EXERCISE AIM — An exact copy of the records below is needed, with every picture left out.

Stored records
****************

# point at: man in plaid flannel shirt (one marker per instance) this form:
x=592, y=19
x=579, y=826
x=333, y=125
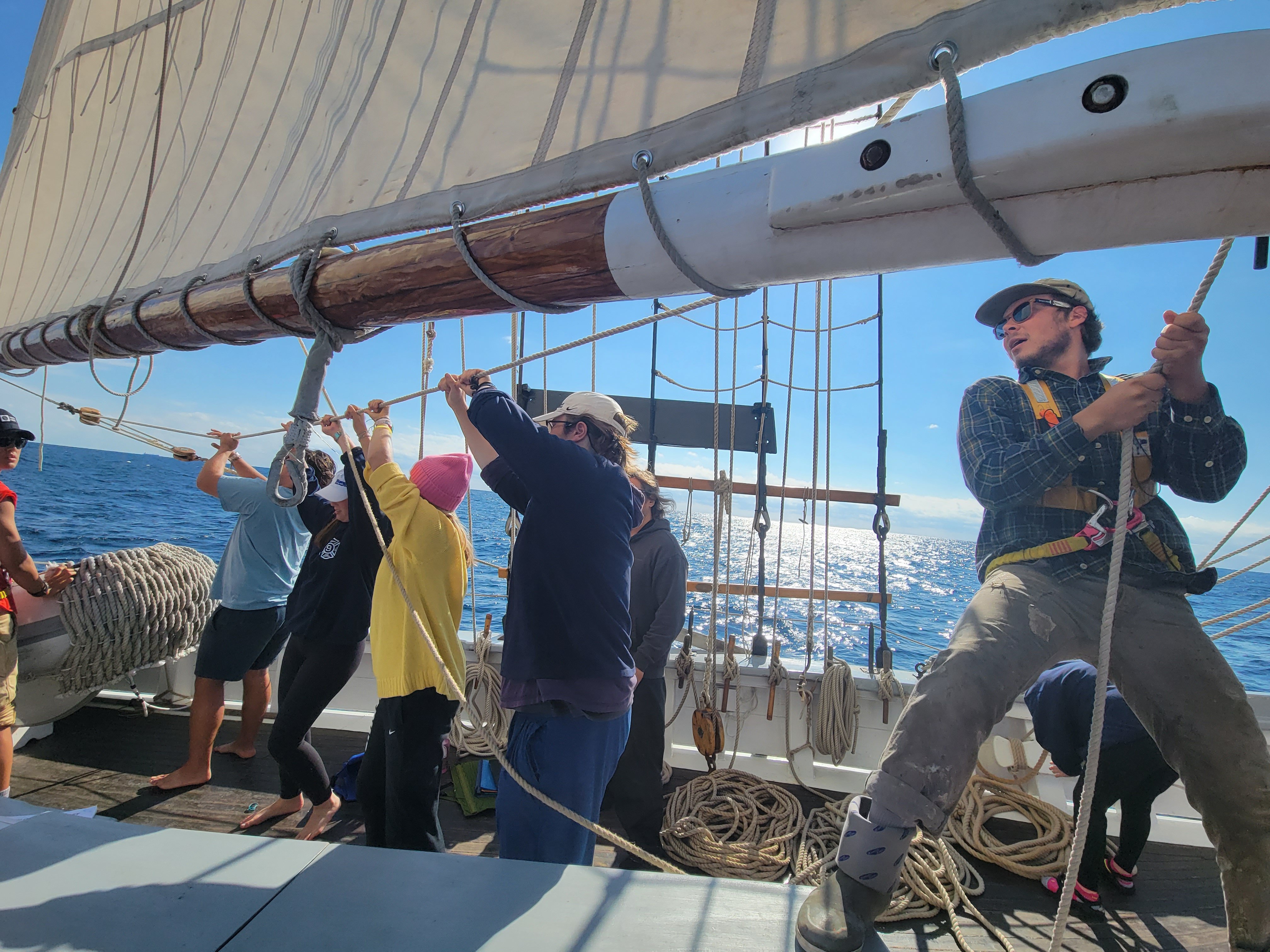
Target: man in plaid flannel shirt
x=1034, y=611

****************

SOLUTION TO THE PROBLEM —
# point at: man in plaid flannel shirt (one marker per instance) this form:
x=592, y=19
x=579, y=826
x=333, y=125
Target: man in plaid flannel shirt
x=1034, y=611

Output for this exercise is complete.